### [EXERCISE DETAILS]
Show each line of the records that contains the word "sleeve", copying every such line in full.

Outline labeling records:
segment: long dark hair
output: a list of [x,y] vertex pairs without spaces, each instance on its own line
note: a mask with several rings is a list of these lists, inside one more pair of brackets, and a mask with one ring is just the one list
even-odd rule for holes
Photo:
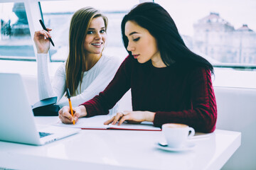
[[[174,61],[184,67],[191,64],[205,67],[213,74],[212,64],[203,57],[191,52],[186,46],[170,14],[158,4],[154,2],[140,4],[124,16],[121,27],[125,48],[128,46],[128,38],[124,34],[124,27],[128,21],[136,22],[154,37],[161,57],[166,66]],[[132,55],[131,52],[128,50],[127,52]]]

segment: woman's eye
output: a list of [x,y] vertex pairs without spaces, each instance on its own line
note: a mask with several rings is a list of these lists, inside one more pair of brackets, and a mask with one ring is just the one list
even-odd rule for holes
[[100,31],[100,33],[104,33],[105,32],[106,32],[105,30],[101,30]]
[[134,41],[138,41],[139,40],[139,38],[137,38],[134,39],[133,40]]

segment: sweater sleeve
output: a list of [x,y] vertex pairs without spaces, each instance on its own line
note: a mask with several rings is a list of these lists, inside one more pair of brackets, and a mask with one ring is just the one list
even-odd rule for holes
[[107,115],[109,113],[109,110],[131,87],[132,66],[132,59],[127,57],[106,89],[92,99],[82,104],[86,108],[87,113],[86,117]]
[[[73,107],[76,107],[83,102],[89,101],[99,94],[100,91],[103,91],[113,79],[120,64],[120,60],[118,58],[110,57],[108,61],[105,62],[103,65],[98,65],[97,67],[100,67],[97,68],[100,69],[98,76],[97,76],[89,86],[84,89],[81,94],[71,97],[70,100],[72,101]],[[85,81],[86,79],[82,80],[82,81]],[[68,98],[66,100],[61,100],[61,103],[58,103],[59,106],[68,106]]]
[[65,92],[65,68],[64,70],[63,68],[64,64],[58,69],[51,84],[48,69],[47,54],[37,54],[37,63],[40,100],[57,96],[57,101],[59,101]]
[[215,129],[217,106],[210,72],[204,68],[196,69],[191,72],[188,81],[191,83],[191,109],[158,111],[154,125],[161,127],[167,123],[183,123],[198,132],[212,132]]

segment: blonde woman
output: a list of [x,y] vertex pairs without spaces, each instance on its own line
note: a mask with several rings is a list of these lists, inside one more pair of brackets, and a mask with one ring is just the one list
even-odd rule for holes
[[[40,99],[58,97],[60,107],[68,105],[65,96],[68,87],[74,107],[103,91],[117,72],[121,61],[102,55],[107,40],[107,18],[92,7],[82,8],[73,16],[69,33],[69,55],[58,69],[51,83],[48,72],[47,53],[51,38],[44,30],[35,32],[37,48]],[[117,111],[116,105],[110,113]]]

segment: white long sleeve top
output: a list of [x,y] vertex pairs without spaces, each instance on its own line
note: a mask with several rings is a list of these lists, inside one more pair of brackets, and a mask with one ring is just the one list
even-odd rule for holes
[[[65,94],[65,63],[63,63],[57,69],[52,81],[50,80],[48,69],[47,54],[37,54],[38,84],[39,98],[57,96],[57,104],[62,108],[68,106],[68,99]],[[77,95],[70,98],[72,106],[76,107],[89,101],[102,91],[113,79],[122,60],[116,57],[105,55],[90,70],[85,72],[82,81],[77,89]],[[80,86],[81,85],[81,89]],[[110,110],[110,114],[115,114],[119,103]]]

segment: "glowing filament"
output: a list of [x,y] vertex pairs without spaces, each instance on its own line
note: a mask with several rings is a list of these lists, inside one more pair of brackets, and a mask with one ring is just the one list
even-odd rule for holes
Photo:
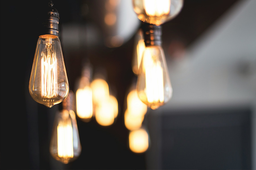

### [SOLUTION FOR THIS TASK]
segment: sweater sleeve
segment: white long sleeve top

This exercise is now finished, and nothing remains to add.